----- LISTED RECORDS
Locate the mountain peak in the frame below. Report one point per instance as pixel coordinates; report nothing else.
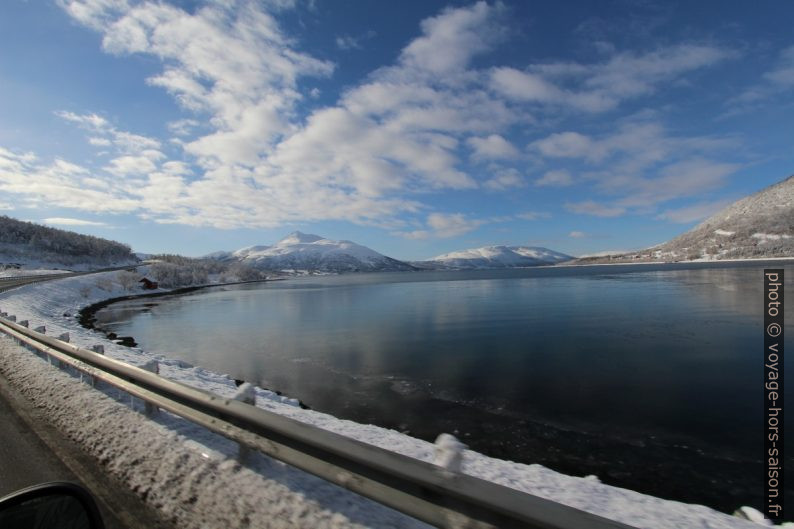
(297, 237)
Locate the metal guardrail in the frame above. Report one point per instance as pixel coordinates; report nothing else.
(417, 488)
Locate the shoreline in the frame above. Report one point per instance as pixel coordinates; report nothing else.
(86, 315)
(51, 301)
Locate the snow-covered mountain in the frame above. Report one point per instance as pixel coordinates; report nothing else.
(312, 253)
(496, 257)
(758, 226)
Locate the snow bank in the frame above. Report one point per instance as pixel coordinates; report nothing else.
(190, 465)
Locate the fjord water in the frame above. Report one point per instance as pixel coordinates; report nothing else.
(647, 376)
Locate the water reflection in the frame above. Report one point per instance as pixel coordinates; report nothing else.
(664, 355)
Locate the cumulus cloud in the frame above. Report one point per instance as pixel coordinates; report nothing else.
(505, 179)
(602, 86)
(555, 178)
(492, 147)
(249, 153)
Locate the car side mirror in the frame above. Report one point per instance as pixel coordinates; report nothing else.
(58, 504)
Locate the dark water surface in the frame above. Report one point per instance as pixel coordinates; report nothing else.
(648, 376)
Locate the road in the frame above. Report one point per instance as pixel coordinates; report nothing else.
(33, 452)
(7, 283)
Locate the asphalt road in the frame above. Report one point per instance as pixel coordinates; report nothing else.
(7, 283)
(33, 452)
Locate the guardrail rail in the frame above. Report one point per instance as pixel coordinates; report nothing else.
(417, 488)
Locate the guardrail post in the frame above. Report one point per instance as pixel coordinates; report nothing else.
(245, 393)
(154, 367)
(448, 453)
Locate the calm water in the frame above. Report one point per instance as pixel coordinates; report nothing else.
(649, 377)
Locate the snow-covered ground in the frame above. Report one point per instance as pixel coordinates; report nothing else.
(192, 476)
(20, 272)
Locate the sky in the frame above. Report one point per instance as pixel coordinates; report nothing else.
(415, 127)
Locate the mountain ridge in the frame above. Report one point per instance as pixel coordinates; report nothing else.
(760, 225)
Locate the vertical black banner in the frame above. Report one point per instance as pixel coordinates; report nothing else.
(773, 393)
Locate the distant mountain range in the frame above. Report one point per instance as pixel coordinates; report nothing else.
(305, 253)
(758, 226)
(302, 252)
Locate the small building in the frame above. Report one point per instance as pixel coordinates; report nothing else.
(148, 284)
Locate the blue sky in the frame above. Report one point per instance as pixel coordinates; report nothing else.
(415, 128)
----------
_DESCRIPTION OF THE TASK_
Quote every row above word for word, and leave the pictures out of your answer.

_EXERCISE RESPONSE_
Locate the mountain peak in the frame below. Report one point per instance as pixel coordinates; report nothing else.
(297, 237)
Locate the metal guardrail in the frame above. Report one point per instance as pixel coordinates; report nothing else.
(417, 488)
Locate the shoreline in the frame above. Report one point per instance as pixel coordinates; report nothing else.
(86, 315)
(51, 301)
Locate the snow-covered mountain in the frame above. Report one point per instance as pixel coordinates; report nothing else.
(312, 253)
(496, 257)
(758, 226)
Locate the snow bank in the frame above. Report one point per instance as pixel coordinates; report nothing else.
(190, 465)
Locate the fjord water in the frame above. Report one point per instance as pixel coordinates; report nothing else.
(647, 376)
Locate the water reflection in the frame above. Report one point per instance as pixel coordinates; report nothing else.
(664, 355)
Locate the cumulus cloud in the frame above. Report one point per instance as pixel coordinates; report nothing else.
(505, 179)
(602, 86)
(555, 178)
(492, 147)
(249, 153)
Locate the car side mirror in the frame above. Report one point per instance as pixel coordinates; report nothing else.
(58, 504)
Locate the dark water surface in the frame above. Report one point per instance as pixel coordinates; report nothing else.
(648, 376)
Locate the road in the frame above. Report one point per instance as pixel coordinates; report nothing else.
(33, 452)
(7, 283)
Locate the asphalt road in the frame above. Report one point per instance as pixel coordinates; report nothing else.
(7, 283)
(33, 452)
Locate the guardrail rail in the frame above. Report one point per instance as pixel coordinates; report nothing else.
(417, 488)
Locate the guardrail post in the frame above. Report one point per instance as pixel coordinates; report nothing else.
(245, 393)
(154, 367)
(448, 453)
Locate the calm water in the frame above. Report one point per instance as pixel coordinates; report nothing else.
(649, 377)
Locate the snow-covered ground in the frame above. Report one point per instance as pixel coordinates; report nothing else.
(192, 476)
(20, 272)
Locate the sky in the frame above. Report one point per instance as pixel coordinates; report nothing else.
(415, 127)
Locate the mountain ridge in the frame above. Report one point per instance as pixel coordinates; report nothing else.
(760, 225)
Locate the vertical black banner in the frame above. Report one point per instance as pixel coordinates; report nothing else.
(773, 393)
Locate the distant mountain range in the frame above. Report one point per instance as pixel coordinates; report nothing else.
(305, 253)
(758, 226)
(302, 252)
Locate the small building in the frame above. Report one point per instance as pixel coordinates; report nothing else.
(148, 284)
Locate the blue sky in the frame above. Report one point per instance as pixel coordinates; report nothing else.
(415, 128)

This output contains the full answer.